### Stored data
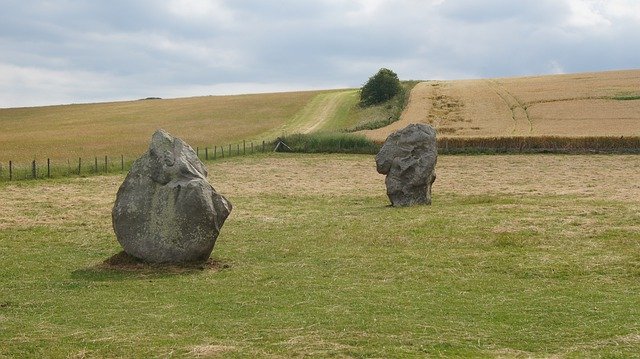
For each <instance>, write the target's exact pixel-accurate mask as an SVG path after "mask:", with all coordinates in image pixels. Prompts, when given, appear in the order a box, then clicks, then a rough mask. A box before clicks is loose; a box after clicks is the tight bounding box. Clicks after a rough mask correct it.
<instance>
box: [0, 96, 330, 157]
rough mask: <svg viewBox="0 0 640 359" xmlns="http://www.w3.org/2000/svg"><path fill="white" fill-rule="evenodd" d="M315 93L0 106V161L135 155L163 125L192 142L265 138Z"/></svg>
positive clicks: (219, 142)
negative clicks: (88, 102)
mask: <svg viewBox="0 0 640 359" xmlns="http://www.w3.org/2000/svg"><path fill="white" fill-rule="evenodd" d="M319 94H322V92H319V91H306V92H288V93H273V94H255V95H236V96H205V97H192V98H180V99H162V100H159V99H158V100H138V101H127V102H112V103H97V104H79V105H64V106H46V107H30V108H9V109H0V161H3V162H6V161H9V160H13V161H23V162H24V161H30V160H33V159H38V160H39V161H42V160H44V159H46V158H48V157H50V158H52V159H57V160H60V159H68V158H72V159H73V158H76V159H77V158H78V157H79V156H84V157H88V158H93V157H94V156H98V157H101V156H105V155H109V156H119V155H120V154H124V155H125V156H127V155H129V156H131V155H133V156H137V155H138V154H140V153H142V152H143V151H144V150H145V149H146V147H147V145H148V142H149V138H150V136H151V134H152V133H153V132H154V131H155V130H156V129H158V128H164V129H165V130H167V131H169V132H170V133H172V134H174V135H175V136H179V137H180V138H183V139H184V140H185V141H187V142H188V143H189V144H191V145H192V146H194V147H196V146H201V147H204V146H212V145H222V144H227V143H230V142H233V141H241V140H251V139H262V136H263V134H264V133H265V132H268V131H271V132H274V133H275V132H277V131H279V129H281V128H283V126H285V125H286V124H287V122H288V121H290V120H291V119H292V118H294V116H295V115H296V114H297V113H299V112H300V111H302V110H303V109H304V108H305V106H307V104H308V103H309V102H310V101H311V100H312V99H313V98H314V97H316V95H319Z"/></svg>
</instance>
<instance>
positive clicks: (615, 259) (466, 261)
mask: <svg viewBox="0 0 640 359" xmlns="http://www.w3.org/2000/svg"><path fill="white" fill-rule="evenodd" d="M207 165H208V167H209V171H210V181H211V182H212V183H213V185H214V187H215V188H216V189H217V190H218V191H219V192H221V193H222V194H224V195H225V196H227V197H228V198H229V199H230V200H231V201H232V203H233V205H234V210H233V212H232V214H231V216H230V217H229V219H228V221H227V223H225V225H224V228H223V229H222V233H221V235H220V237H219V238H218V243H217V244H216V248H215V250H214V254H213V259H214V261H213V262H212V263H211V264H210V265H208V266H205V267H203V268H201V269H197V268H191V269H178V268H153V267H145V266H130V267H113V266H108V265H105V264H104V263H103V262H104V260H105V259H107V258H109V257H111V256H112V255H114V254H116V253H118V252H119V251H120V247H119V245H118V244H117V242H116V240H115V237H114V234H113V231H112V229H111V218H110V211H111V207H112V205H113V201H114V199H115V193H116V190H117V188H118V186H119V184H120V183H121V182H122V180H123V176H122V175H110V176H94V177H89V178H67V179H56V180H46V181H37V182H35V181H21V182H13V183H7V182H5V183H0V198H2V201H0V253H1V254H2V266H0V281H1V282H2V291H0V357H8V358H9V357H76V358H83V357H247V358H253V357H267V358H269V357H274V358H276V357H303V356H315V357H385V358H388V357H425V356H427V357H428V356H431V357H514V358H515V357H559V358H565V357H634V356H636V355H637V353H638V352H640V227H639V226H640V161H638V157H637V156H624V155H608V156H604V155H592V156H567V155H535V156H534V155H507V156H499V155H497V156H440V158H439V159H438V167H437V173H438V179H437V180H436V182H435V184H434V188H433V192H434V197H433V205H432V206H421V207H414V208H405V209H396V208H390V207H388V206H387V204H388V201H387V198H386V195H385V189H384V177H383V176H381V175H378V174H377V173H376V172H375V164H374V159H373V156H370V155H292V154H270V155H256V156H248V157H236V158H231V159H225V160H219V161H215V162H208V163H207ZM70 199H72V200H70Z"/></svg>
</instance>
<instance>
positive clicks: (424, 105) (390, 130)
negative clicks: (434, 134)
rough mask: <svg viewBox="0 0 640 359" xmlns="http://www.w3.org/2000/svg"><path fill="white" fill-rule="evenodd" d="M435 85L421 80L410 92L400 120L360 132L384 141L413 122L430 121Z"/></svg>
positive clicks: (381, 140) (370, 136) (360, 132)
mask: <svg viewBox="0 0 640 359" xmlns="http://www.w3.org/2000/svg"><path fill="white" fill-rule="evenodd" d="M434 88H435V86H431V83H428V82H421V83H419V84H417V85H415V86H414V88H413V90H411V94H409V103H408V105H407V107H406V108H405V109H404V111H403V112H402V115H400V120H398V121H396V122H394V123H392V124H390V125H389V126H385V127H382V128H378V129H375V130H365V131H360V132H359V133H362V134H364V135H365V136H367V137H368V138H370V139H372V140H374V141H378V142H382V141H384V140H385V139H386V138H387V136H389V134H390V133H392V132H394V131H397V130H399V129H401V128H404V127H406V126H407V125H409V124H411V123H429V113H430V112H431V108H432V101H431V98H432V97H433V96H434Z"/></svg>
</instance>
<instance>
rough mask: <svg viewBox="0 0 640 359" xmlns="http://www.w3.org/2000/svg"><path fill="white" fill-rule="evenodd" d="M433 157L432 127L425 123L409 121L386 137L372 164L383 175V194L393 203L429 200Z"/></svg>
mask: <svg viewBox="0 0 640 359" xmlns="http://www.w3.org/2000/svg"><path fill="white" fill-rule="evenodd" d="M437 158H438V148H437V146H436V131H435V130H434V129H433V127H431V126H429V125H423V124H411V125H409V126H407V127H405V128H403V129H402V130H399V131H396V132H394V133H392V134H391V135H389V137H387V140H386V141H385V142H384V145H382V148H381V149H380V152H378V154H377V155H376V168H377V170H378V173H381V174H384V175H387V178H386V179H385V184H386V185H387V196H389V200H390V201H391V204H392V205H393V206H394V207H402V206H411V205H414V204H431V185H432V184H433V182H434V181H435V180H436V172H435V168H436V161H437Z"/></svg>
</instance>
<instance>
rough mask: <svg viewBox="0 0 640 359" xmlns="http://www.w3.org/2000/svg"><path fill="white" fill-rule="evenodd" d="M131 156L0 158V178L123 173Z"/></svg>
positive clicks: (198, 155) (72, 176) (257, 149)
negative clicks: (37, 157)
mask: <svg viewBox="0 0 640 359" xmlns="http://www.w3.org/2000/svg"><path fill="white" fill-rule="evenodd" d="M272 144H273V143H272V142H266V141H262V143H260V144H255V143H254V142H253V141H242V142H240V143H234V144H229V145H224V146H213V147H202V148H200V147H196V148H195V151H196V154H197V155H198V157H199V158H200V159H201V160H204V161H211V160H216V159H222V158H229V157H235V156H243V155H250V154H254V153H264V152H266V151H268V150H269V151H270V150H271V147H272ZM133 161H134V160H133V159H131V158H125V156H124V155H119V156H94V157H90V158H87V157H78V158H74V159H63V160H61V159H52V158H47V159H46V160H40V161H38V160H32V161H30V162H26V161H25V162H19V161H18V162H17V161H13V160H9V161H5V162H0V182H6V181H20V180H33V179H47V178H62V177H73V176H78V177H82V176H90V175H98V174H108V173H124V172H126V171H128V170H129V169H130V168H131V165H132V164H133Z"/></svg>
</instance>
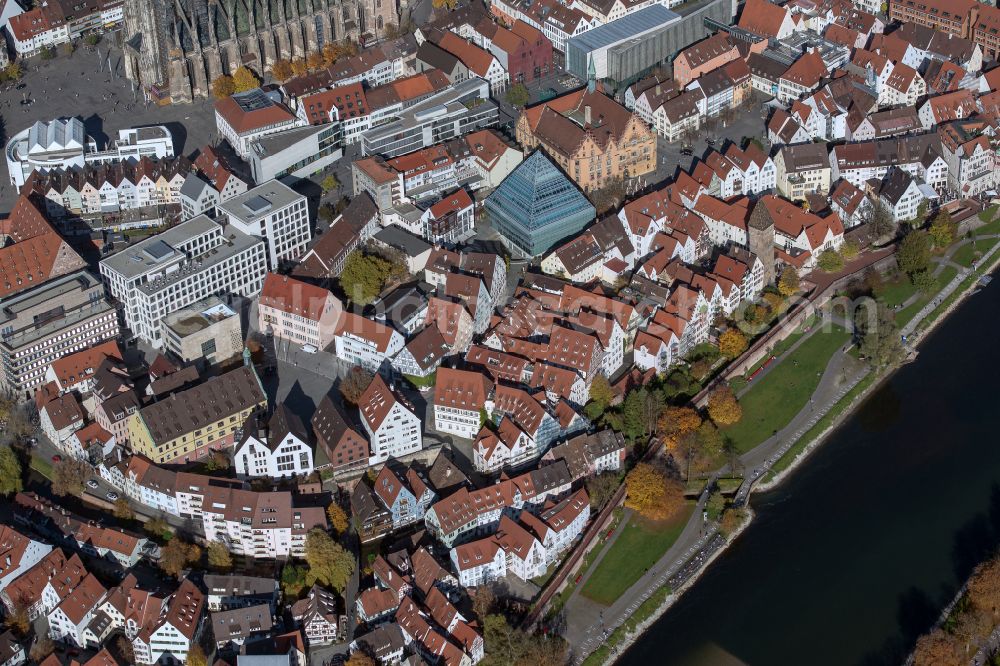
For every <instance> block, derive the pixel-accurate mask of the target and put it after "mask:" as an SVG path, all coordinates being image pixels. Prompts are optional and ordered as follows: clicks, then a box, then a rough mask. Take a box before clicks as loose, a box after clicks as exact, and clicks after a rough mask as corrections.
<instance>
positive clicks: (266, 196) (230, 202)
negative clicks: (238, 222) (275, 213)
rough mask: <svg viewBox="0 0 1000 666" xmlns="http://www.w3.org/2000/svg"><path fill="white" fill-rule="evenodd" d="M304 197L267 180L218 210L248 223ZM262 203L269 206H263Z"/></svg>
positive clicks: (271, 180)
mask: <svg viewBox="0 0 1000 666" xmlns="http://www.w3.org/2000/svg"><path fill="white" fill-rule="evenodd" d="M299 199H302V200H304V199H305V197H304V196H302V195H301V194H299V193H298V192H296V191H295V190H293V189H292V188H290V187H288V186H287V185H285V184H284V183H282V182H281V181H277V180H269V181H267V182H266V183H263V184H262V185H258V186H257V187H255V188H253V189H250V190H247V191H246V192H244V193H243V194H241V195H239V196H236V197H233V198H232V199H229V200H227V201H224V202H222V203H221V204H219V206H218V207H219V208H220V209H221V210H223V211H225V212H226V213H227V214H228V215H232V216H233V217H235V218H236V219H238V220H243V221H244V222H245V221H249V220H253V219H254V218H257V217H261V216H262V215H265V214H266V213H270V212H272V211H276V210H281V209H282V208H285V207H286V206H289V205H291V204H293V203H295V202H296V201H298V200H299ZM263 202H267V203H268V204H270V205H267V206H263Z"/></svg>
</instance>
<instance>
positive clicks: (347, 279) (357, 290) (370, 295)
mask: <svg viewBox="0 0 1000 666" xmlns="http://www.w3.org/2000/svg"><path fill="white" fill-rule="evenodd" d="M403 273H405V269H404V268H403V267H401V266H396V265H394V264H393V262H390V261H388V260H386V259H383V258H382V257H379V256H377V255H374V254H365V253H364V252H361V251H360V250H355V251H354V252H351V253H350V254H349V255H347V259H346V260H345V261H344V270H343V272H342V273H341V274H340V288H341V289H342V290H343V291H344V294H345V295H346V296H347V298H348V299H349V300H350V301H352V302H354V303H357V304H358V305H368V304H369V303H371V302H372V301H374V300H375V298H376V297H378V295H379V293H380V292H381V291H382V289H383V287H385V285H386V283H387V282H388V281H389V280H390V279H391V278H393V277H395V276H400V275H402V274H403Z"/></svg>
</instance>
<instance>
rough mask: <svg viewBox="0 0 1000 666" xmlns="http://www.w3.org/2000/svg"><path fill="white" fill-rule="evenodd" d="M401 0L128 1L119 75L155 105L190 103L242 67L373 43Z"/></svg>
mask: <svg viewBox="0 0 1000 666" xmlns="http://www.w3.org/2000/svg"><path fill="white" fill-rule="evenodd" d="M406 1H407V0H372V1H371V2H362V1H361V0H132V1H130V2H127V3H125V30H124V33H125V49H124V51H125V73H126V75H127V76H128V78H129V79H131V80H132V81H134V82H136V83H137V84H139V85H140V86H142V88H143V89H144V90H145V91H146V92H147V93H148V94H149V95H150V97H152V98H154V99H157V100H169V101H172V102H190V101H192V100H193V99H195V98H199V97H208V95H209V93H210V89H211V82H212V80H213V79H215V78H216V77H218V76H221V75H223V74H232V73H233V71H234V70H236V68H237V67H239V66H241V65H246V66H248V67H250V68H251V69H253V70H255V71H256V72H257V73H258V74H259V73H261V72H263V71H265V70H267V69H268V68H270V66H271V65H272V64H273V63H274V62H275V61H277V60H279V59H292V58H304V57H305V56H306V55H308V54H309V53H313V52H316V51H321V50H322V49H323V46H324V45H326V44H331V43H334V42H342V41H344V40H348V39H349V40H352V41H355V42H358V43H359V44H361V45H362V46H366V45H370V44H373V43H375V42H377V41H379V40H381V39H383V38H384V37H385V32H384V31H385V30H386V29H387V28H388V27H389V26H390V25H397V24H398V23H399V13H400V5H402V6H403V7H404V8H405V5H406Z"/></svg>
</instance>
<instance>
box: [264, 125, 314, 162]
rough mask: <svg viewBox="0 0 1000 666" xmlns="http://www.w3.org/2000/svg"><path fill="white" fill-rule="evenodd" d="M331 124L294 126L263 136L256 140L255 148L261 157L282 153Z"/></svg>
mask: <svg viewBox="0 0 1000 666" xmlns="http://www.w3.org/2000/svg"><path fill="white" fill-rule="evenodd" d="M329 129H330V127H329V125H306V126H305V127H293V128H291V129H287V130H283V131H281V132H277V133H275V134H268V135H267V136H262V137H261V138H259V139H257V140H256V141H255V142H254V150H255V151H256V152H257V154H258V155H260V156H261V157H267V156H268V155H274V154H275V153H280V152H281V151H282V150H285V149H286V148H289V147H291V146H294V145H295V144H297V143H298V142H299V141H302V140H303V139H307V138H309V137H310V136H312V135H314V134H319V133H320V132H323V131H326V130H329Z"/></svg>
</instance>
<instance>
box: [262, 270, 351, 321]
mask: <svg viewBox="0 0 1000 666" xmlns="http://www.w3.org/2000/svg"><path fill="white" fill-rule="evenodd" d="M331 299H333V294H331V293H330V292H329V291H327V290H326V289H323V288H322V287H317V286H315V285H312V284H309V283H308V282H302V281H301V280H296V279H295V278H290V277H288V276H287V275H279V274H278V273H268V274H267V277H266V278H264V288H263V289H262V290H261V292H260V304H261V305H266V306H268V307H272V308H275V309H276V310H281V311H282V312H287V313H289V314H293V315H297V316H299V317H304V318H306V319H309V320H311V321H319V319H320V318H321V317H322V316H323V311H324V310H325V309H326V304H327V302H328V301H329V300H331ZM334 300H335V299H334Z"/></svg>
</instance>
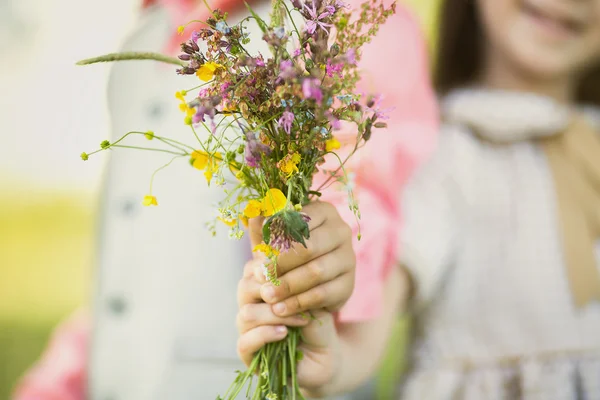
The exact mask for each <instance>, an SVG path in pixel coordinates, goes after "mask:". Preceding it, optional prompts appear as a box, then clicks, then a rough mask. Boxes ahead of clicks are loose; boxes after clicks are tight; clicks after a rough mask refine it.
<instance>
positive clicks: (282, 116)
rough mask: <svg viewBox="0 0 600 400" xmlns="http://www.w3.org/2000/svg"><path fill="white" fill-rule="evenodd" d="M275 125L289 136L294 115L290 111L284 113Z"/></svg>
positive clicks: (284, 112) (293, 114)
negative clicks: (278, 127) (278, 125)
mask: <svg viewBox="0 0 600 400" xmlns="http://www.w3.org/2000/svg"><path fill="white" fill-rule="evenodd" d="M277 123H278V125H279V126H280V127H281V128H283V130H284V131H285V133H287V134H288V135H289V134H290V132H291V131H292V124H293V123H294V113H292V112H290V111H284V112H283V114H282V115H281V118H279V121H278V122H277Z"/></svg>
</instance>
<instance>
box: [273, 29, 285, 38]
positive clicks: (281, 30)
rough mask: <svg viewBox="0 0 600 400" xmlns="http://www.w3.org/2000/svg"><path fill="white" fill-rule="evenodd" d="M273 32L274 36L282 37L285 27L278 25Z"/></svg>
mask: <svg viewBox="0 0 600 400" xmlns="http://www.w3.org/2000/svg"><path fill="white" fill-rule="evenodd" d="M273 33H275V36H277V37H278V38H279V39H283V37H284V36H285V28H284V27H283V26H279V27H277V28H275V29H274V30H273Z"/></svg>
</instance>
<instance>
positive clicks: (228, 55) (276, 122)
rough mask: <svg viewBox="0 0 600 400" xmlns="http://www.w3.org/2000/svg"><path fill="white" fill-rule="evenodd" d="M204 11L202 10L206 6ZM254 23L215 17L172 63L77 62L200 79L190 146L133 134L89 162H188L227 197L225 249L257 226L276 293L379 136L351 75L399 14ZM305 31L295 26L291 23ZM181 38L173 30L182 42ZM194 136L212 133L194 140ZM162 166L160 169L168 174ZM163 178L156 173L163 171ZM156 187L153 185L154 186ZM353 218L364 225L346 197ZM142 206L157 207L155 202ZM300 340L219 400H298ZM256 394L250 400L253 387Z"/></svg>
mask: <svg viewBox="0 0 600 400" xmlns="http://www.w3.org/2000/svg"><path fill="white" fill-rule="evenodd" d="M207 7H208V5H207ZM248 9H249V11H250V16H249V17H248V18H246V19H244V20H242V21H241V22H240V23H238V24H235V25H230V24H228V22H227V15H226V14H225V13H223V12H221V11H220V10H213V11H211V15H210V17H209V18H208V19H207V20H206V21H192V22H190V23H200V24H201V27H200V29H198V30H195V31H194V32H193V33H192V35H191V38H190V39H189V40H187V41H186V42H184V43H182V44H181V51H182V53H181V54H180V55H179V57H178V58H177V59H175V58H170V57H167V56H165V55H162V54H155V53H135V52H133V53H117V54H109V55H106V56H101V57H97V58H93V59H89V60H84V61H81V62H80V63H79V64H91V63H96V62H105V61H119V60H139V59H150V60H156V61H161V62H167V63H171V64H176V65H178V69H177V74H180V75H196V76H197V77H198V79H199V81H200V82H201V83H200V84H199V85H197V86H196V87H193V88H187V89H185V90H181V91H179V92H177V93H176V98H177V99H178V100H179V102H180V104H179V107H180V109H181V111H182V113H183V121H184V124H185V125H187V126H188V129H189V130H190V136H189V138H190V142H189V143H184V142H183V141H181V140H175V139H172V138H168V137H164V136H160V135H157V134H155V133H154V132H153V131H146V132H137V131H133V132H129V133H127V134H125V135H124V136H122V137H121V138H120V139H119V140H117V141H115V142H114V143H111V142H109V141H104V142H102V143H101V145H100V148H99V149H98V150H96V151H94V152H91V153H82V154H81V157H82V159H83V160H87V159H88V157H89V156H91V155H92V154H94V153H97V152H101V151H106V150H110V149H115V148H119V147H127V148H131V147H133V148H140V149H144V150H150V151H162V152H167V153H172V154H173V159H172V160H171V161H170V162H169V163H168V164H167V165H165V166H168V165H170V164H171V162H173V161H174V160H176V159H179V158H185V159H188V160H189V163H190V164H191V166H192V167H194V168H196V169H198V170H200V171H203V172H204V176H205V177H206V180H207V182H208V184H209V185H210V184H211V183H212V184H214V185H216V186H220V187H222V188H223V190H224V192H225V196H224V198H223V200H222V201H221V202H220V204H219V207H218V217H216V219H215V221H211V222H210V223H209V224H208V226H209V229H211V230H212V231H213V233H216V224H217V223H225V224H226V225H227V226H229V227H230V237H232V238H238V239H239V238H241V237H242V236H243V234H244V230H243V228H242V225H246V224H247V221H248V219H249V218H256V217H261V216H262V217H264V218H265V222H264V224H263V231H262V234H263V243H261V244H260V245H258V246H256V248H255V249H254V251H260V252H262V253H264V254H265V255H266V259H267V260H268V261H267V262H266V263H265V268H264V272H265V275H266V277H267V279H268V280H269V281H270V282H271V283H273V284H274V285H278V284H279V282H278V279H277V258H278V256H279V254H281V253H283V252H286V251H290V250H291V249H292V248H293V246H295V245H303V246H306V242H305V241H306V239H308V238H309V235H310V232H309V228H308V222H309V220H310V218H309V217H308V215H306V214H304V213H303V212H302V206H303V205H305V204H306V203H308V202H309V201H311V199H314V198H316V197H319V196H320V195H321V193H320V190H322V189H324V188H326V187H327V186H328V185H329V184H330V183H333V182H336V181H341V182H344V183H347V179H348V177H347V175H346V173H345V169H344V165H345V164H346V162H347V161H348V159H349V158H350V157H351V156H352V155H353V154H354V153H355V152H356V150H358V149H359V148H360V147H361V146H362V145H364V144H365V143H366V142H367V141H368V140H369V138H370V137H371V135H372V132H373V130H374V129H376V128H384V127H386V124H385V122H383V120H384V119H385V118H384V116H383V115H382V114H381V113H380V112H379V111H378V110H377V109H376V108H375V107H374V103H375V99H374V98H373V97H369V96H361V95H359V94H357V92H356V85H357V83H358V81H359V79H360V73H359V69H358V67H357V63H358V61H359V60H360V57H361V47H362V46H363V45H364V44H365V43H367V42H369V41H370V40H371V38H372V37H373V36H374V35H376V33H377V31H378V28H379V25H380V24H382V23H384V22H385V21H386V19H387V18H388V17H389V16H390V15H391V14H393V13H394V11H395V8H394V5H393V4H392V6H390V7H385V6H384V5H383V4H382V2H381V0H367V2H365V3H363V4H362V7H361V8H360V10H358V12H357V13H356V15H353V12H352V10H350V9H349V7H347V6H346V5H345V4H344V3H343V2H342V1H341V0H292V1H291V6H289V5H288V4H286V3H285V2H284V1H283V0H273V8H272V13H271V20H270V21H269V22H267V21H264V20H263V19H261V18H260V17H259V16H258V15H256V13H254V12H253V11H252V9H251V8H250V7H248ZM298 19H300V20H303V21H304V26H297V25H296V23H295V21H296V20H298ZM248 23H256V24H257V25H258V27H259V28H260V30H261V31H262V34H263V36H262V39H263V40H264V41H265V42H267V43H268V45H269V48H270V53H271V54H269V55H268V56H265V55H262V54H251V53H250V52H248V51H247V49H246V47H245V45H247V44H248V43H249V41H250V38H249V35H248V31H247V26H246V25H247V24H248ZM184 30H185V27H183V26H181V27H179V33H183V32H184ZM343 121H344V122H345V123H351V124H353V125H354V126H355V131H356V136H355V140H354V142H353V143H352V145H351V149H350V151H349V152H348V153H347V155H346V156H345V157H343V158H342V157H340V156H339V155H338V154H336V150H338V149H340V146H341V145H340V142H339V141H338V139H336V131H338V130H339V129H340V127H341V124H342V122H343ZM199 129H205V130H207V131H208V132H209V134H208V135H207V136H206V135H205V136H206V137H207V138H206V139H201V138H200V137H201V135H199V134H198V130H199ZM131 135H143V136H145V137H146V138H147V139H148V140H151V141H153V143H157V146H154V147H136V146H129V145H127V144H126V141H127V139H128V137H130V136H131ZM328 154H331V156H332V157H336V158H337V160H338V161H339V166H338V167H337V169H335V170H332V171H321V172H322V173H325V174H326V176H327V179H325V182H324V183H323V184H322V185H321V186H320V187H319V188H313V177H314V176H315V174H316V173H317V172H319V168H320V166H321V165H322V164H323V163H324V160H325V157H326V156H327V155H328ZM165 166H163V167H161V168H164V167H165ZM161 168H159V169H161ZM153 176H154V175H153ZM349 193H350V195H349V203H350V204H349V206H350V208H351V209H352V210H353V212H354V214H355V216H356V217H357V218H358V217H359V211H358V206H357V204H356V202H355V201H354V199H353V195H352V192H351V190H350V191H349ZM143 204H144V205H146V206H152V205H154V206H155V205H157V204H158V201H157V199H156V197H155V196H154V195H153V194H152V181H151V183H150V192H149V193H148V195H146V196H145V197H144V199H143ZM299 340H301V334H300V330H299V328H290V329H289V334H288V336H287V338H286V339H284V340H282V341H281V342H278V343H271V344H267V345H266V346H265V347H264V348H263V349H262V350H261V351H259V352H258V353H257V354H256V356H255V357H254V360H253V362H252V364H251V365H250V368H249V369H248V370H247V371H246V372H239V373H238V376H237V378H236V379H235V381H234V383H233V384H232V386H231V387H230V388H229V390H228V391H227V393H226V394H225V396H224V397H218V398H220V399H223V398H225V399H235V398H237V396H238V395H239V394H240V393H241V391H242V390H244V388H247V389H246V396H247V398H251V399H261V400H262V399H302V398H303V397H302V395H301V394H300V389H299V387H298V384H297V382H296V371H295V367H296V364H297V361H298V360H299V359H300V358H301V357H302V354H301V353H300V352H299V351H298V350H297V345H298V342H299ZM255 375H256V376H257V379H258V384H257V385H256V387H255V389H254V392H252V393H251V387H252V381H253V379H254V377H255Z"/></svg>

### What you are asked to do
The stretch of entries above that starts with the line containing "positive clicks: (266, 196) (230, 202)" and goes on through the line containing "197L267 180L218 210L248" is to be transcribed exactly, and no other line is to be transcribed.

### Problem solution
positive clicks: (266, 196) (230, 202)
negative clicks: (238, 222) (275, 213)
rough mask: <svg viewBox="0 0 1000 666" xmlns="http://www.w3.org/2000/svg"><path fill="white" fill-rule="evenodd" d="M304 197L267 180L218 210L248 223ZM262 203L269 206H263Z"/></svg>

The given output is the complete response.